> **Task instructions**
- 1) According to the article on machine reading comprehension, what Exact Match score did Microsoft's model reach?
- 2) The article on machine reading comprehension says that the image sorting system from Microsoft and Google was no match for adults and small children at interpreting imagery. Using the article, explain why.
- 3) Pull out the passage of the reading comprehension article between "Another deep-learning model" and "Microsoft Research Asia.", inclusive, word for word.

> **Provided text**
--- START ---
"It is our great honor to witness the milestone where machines surpass humans in reading comprehension.That means objective questions such as "what causes rain" can now be answered with high accuracy by machines. The technology underneath can be gradually applied to numerous applications such as customer service, museum tutorials and online responses to medical inquiries from patients, decreasing the need for human input in an unprecedented way," said Luo Si, chief scientist for natural language processing at the Alibaba Institute.
"We are thrilled to see NLP [natural language processing] research has achieved significant progress over the year. We look forward to sharing our model-building methodology with the wider community and exporting the technology to our clients in the near future," Si added.
Alibaba noted that it has already used its reading comprehension model in various parts of the business including telephone operations.
The recent developments in reading comprehension technologies add to a growing number of algorithms and AI systems designed to match or even surpass the human brain's capabilities. (Related: Researchers look for ways for humans to maintain control over artificial intelligence.)
Another deep-learning model developed by Microsoft Research Asia was able to outperform human scores in the same reading comprehension test. According to a Voice of America report, the software giant's model reached an Exact Match score of 82.65. Microsoft reported that it has already incorporated the model into its Bing search engine and the Cortana digital assistant. However, a Microsoft official noted that while the innovation was a major milestone for the company, the human brain is still better than machine in terms of understanding language nuances and complexity.
“Natural language processing is still an area with lots of challenges that we all need to keep investing in and pushing forward. This milestone is just a start,” said Ming Zhou, assistant managing director at Microsoft Research Asia.
Microsoft also previously reported that a number of its algorithm were able to match human capacity in certain activities such as speech and critical thinking. In 2016, the software giant announced that its speech recognition system turned out to be just as good as a human's following a speech test. Moreover, Microsoft and Google announced in 2015 that their sorting system outperformed the human brain in categorizing and classifying the content of images.
The system was put to test by sorting photos into 1,000 categories, 120 of which are breeds of dog. The system was touted for its sorting performance, which proved too tricky for the human brain. However, experts were quick to take note that the computer system was no match against adults and even small children at interpreting imagery. This was largely due in part to the system's apparent lack of common sense, the researchers said.
“The good news is that on these narrow tasks, for the first time, we see learning systems in the neighborhood of humans. We also see results that show how narrow and brittle these systems are. What we would naturally mean by reading, or language understanding, or vision is really much richer or broader," Oren Etzioni, CEO of the Allen Institute for AI, told Wired online.
--- END ---
> **Supplied records**
--- START ---
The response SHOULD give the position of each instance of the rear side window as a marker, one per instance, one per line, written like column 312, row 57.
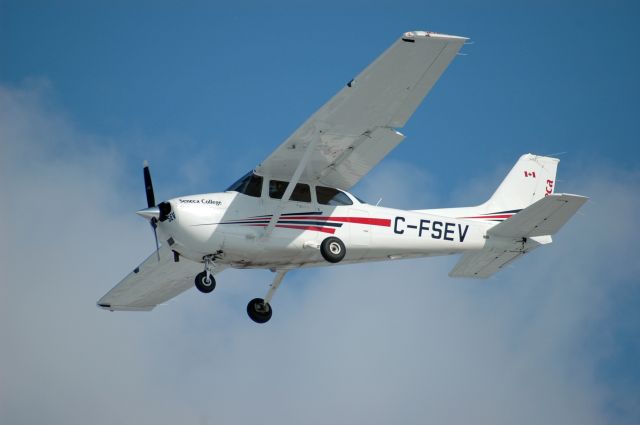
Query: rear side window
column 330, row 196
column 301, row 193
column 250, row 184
--- END ---
--- START ---
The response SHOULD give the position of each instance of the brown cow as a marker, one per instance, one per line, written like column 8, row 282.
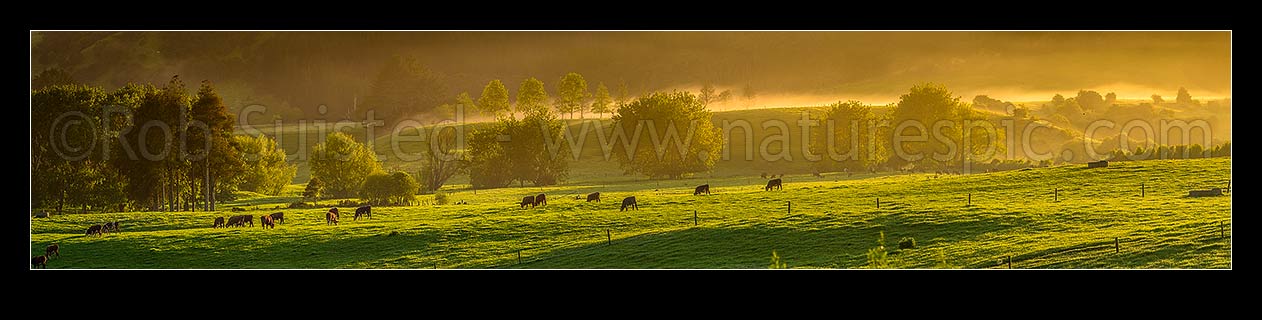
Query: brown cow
--- END ---
> **Exercise answers**
- 1) Microsoft's model reached an Exact Match score of 82.65.

- 2) The researchers said this was largely due to the system's apparent lack of common sense. The system did well at sorting photos into categories, but it could not interpret imagery as well as people can.

- 3)
Another deep-learning model developed by Microsoft Research Asia was able to outperform human scores in the same reading comprehension test. According to a Voice of America report, the software giant's model reached an Exact Match score of 82.65. Microsoft reported that it has already incorporated the model into its Bing search engine and the Cortana digital assistant. However, a Microsoft official noted that while the innovation was a major milestone for the company, the human brain is still better than machine in terms of understanding language nuances and complexity.
“Natural language processing is still an area with lots of challenges that we all need to keep investing in and pushing forward. This milestone is just a start,” said Ming Zhou, assistant managing director at Microsoft Research Asia.